Lay out every line of the entries below as a Markdown table with the columns "Row" and "Line", leaving out blank lines.

• [Shape outline entries]

Start

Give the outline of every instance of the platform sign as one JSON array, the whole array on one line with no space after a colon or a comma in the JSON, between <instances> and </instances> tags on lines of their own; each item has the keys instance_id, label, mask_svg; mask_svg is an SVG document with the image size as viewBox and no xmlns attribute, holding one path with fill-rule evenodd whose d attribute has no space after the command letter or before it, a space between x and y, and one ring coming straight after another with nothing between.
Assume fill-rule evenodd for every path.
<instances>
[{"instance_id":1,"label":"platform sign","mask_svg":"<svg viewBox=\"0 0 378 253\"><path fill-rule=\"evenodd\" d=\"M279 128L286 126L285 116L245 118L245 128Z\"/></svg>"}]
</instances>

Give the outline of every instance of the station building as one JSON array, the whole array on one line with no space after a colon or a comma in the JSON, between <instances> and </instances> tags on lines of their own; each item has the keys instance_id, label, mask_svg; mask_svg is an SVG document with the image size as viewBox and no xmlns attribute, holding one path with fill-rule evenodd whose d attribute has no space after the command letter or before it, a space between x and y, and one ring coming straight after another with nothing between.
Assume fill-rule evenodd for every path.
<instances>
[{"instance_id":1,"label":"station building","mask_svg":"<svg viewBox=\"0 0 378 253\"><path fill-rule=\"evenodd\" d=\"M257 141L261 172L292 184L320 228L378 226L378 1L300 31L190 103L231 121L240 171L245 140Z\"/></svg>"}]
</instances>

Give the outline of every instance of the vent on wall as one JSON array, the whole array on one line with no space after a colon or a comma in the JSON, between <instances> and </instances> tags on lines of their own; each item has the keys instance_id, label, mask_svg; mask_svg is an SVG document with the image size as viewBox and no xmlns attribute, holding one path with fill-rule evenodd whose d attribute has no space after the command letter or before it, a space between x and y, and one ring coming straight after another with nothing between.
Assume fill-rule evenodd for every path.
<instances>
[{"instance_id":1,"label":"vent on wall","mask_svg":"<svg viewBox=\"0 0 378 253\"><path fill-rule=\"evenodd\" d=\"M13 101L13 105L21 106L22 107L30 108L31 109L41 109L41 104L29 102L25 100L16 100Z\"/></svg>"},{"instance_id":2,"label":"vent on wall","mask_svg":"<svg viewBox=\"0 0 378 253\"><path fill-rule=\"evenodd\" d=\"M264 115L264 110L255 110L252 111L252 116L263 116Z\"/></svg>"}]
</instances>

End

• [SOLVED EXERCISE]
| Row | Line |
|---|---|
| 1 | Give the outline of every instance of the platform sign as one JSON array, the whole array on one line with no space after a colon or a comma in the JSON, between <instances> and </instances> tags on lines of their own; each item has the keys instance_id, label, mask_svg; mask_svg is an SVG document with the image size as viewBox and no xmlns attribute, holding one path with fill-rule evenodd whose d attribute has no space after the command letter or before it, a space between x and y, and one ring coming straight after another with nothing between. |
| 2 | Assume fill-rule evenodd for every path. |
| 3 | <instances> |
| 4 | [{"instance_id":1,"label":"platform sign","mask_svg":"<svg viewBox=\"0 0 378 253\"><path fill-rule=\"evenodd\" d=\"M279 128L286 126L285 116L245 118L245 128Z\"/></svg>"}] |
| 5 | </instances> |
| 6 | Give the outline of every instance of the station building as one JSON array, the whole array on one line with no space after a colon or a comma in the JSON, between <instances> and </instances> tags on lines of their own; each item has the keys instance_id, label, mask_svg; mask_svg is an SVG document with the image size as viewBox and no xmlns attribute, holding one path with fill-rule evenodd whose d attribute has no space after the command letter or before it, a space between x and y, and one ring coming straight after another with nothing between. |
| 7 | Assume fill-rule evenodd for every path. |
| 8 | <instances> |
| 9 | [{"instance_id":1,"label":"station building","mask_svg":"<svg viewBox=\"0 0 378 253\"><path fill-rule=\"evenodd\" d=\"M257 141L261 172L292 184L320 228L378 226L378 1L300 31L190 103L231 121L240 171L245 140Z\"/></svg>"}] |
| 10 | </instances> |
| 11 | Give the outline of every instance of the vent on wall as one JSON array, the whole array on one line with no space after a colon or a comma in the JSON, between <instances> and </instances> tags on lines of their own; each item has the keys instance_id, label, mask_svg; mask_svg is an SVG document with the image size as viewBox and no xmlns attribute, holding one path with fill-rule evenodd whose d attribute has no space after the command letter or before it, a space between x and y, and one ring coming straight after another with nothing between. |
| 12 | Assume fill-rule evenodd for every path. |
| 13 | <instances> |
| 14 | [{"instance_id":1,"label":"vent on wall","mask_svg":"<svg viewBox=\"0 0 378 253\"><path fill-rule=\"evenodd\" d=\"M13 101L13 105L21 106L22 107L30 108L31 109L41 109L41 104L29 102L25 100L16 100Z\"/></svg>"},{"instance_id":2,"label":"vent on wall","mask_svg":"<svg viewBox=\"0 0 378 253\"><path fill-rule=\"evenodd\" d=\"M264 115L264 110L255 110L252 111L252 116L263 116Z\"/></svg>"}] |
| 15 | </instances> |